> [Exercise tasks]:
(a) Reproduce word for word the part of the Bruco documentation starting at "Bruco computes brute" and ending at "overall maximum coherence.".
(b) According to the Bruco documentation, by what does Bruco rank auxiliary channels for a given frequency band and time segment?

> [Supplied passage]:
Bruco (Brute force coherence)
Bruco computes brute force coherence between a target channel (e.g., a gravitational-wave channel) and a large number of auxiliary channels to identify noise sources.
For a given frequency band and time segment, it ranks auxiliary channels by coherence with the target and estimates their noise contribution (Noise Projection).
The original Bruco implementation is available at:
https://github.com/mikelovskij/bruco
Key Features
Batch Processing for Fast Scanning: Efficiently processes thousands of channels by fetching and computing data in batches of a specified size.
Top-N Rank Retention: Retains the top N channels with the highest coherence per frequency bin, not just by overall maximum coherence.
Parallel Processing: Accelerates coherence computation using multiprocessing (
concurrent.futures).Noise Projection: Estimates how much each auxiliary channel contributes to the target channel’s noise and displays it as a spectrum.
HTML Report: Generates an HTML report with images summarizing the analysis results.
Usage
1. Initialization
Create a Bruco instance by specifying the target channel and a list of auxiliary channels to scan.
from gwexpy.analysis.bruco import Bruco
# Target channel name
target = "K1:CAL-CS_PROC_DARM_DISPLACEMENT_DQ"

> [Given records]:
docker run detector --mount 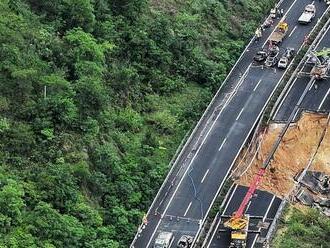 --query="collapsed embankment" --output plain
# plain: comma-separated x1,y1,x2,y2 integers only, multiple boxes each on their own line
234,113,330,197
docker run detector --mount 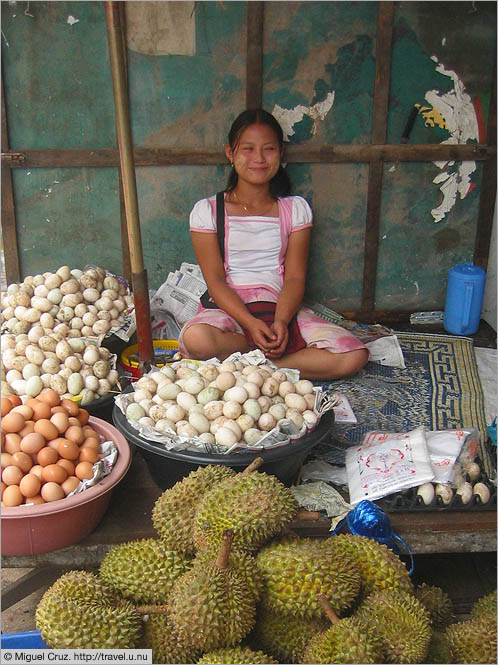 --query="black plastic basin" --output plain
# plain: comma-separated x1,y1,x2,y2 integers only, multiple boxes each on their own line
112,405,334,489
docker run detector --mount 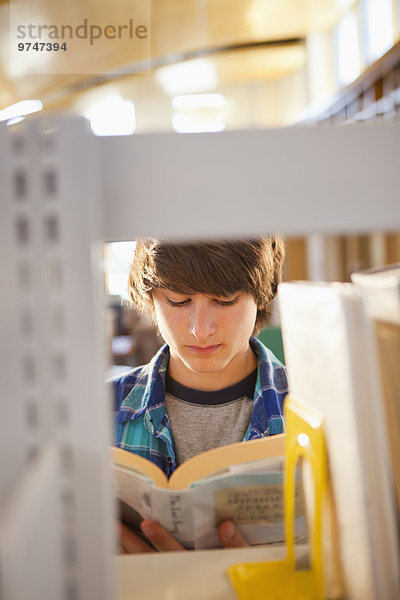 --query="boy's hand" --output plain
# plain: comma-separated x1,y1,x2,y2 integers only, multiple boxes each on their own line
118,520,248,554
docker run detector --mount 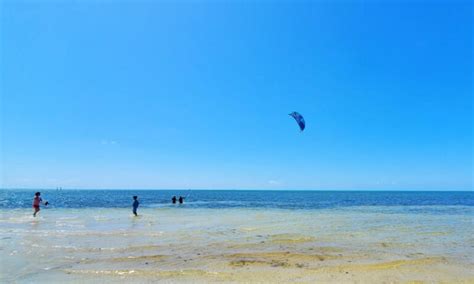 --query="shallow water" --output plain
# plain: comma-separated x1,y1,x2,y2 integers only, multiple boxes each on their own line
0,191,474,283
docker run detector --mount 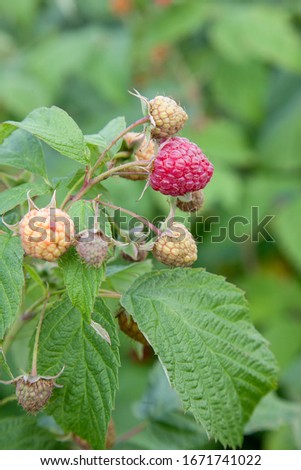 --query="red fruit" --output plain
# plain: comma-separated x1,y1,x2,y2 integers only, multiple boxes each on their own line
150,137,214,196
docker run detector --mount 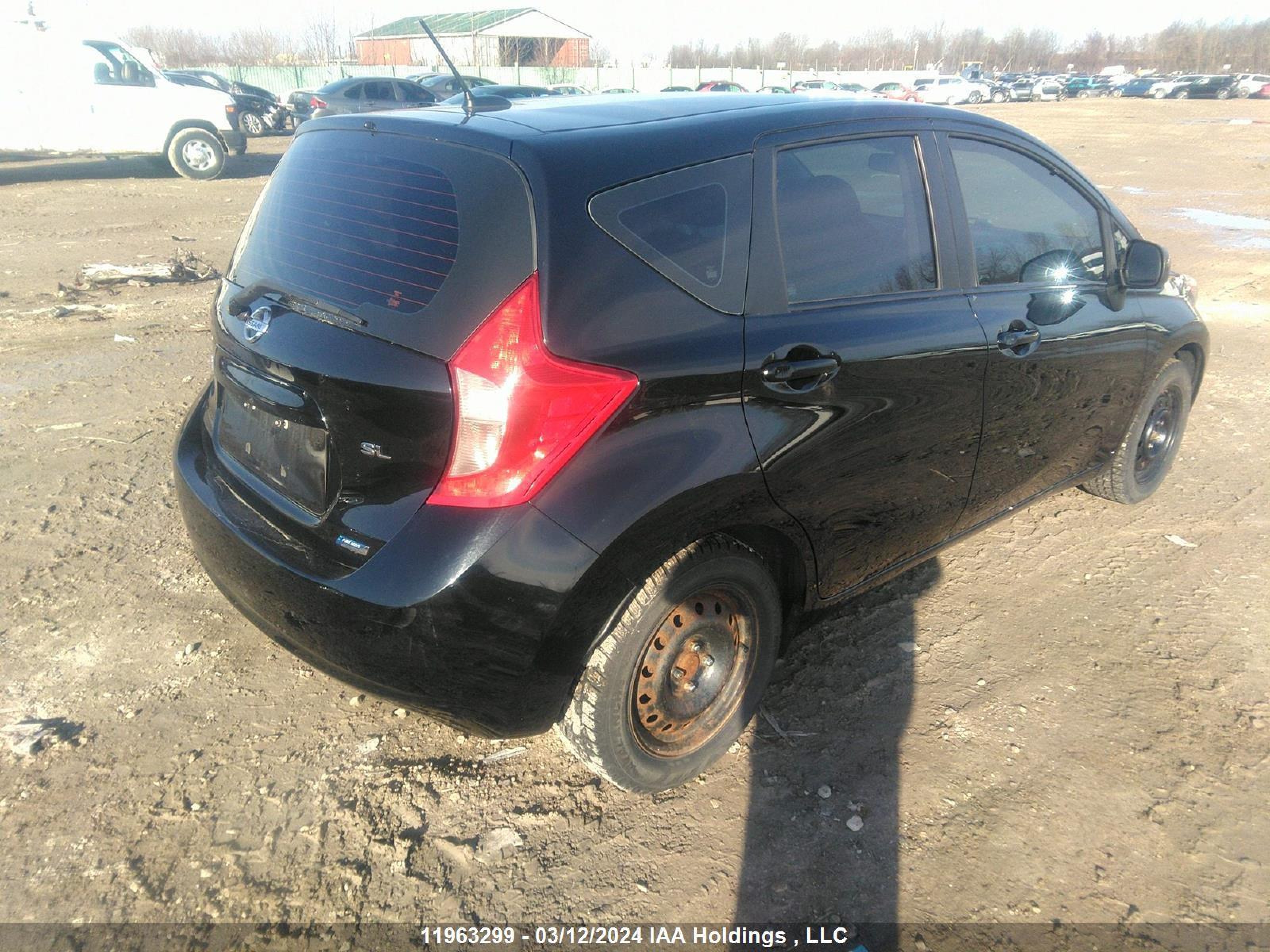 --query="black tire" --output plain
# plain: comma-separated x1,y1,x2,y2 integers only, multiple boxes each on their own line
556,534,781,793
239,112,266,138
1081,361,1194,505
167,128,225,179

> [Expected responses]:
(a)
Bruco computes brute force coherence between a target channel (e.g., a gravitational-wave channel) and a large number of auxiliary channels to identify noise sources.
For a given frequency band and time segment, it ranks auxiliary channels by coherence with the target and estimates their noise contribution (Noise Projection).
The original Bruco implementation is available at:
https://github.com/mikelovskij/bruco
Key Features
Batch Processing for Fast Scanning: Efficiently processes thousands of channels by fetching and computing data in batches of a specified size.
Top-N Rank Retention: Retains the top N channels with the highest coherence per frequency bin, not just by overall maximum coherence.

(b) By their coherence with the target channel.